━━━━━ Recorded information ━━━━━
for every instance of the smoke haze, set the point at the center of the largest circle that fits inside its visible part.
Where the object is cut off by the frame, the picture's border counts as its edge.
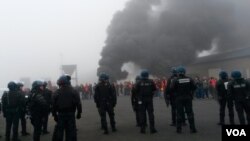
(159, 34)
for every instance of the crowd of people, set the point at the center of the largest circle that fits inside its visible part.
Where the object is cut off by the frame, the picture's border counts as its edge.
(64, 102)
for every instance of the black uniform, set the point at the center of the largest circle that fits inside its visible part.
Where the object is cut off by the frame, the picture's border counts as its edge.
(65, 103)
(184, 87)
(239, 89)
(134, 102)
(48, 97)
(38, 108)
(23, 113)
(145, 89)
(170, 97)
(105, 99)
(224, 99)
(12, 103)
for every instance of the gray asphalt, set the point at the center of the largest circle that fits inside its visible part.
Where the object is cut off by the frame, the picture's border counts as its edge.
(206, 118)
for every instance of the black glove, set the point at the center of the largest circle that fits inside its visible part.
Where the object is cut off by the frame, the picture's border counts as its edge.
(55, 118)
(78, 116)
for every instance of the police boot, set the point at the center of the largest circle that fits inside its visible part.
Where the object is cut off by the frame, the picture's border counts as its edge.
(105, 131)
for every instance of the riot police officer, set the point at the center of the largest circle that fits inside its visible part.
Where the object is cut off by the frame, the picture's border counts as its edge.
(65, 103)
(170, 98)
(145, 89)
(134, 101)
(38, 107)
(224, 98)
(48, 97)
(105, 99)
(184, 87)
(12, 102)
(23, 109)
(239, 88)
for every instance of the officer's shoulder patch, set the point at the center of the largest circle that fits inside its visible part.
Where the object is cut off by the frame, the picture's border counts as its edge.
(184, 80)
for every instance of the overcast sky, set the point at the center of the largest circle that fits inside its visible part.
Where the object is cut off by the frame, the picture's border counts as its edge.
(37, 36)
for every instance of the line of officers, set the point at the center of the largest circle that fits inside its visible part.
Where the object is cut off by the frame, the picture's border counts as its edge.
(66, 105)
(179, 94)
(63, 105)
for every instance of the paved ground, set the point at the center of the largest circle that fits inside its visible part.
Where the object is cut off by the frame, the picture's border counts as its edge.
(206, 117)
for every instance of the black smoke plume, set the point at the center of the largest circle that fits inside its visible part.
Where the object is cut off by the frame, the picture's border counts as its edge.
(159, 34)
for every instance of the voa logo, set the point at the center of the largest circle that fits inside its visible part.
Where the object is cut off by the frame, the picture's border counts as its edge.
(236, 132)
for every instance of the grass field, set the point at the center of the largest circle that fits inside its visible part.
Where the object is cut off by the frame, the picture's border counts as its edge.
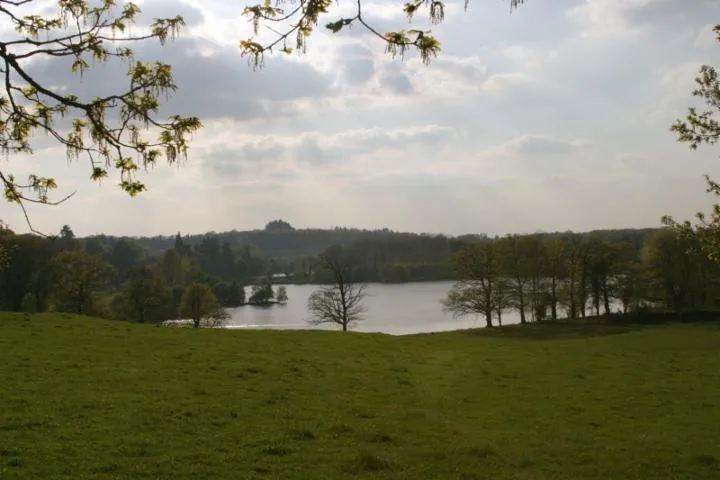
(84, 398)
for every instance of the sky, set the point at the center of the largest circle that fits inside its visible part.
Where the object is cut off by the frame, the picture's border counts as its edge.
(553, 117)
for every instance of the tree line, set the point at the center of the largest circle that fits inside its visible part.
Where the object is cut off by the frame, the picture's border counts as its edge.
(576, 275)
(68, 274)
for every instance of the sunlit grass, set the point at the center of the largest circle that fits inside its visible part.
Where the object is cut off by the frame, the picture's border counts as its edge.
(84, 398)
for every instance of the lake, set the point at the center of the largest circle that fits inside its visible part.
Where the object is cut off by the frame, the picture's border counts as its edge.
(397, 309)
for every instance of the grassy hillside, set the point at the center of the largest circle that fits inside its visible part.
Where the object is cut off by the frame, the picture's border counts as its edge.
(84, 398)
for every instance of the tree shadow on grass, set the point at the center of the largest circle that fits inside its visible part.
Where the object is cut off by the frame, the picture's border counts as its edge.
(596, 326)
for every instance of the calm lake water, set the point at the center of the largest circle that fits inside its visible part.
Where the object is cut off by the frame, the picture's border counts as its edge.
(397, 309)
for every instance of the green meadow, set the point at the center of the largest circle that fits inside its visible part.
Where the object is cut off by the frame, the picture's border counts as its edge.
(82, 398)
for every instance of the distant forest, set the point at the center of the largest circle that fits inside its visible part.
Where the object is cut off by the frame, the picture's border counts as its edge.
(287, 254)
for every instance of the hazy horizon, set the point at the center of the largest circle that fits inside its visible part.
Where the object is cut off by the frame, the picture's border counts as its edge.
(350, 227)
(555, 117)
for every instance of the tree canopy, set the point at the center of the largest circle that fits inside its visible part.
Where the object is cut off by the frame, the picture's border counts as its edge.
(702, 127)
(119, 132)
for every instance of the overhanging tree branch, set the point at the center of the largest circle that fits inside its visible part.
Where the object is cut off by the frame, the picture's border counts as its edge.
(108, 130)
(303, 20)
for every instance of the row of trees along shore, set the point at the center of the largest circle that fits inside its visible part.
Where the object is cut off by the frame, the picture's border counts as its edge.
(541, 276)
(67, 274)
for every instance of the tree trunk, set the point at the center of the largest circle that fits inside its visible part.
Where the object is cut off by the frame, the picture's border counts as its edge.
(606, 297)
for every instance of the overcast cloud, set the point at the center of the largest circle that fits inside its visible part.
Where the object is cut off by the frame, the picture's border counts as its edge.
(553, 117)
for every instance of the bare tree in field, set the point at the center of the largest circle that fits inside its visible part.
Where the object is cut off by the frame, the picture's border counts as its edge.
(341, 302)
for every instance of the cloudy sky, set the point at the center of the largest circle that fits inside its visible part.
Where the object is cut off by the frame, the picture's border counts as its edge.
(553, 117)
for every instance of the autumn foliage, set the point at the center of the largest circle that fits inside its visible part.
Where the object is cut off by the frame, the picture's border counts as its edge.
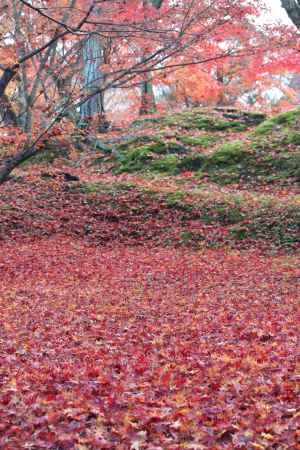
━━━━━
# Work instructions
Filter the lines above, keeping and copying those that contain "police".

# Output of the task
for every instance of the police boot, set the point at the center of the largest circle that fits inside its visible part.
for every instance of the riot police officer, set the point at the center of the largest circle that fits inside its visible part.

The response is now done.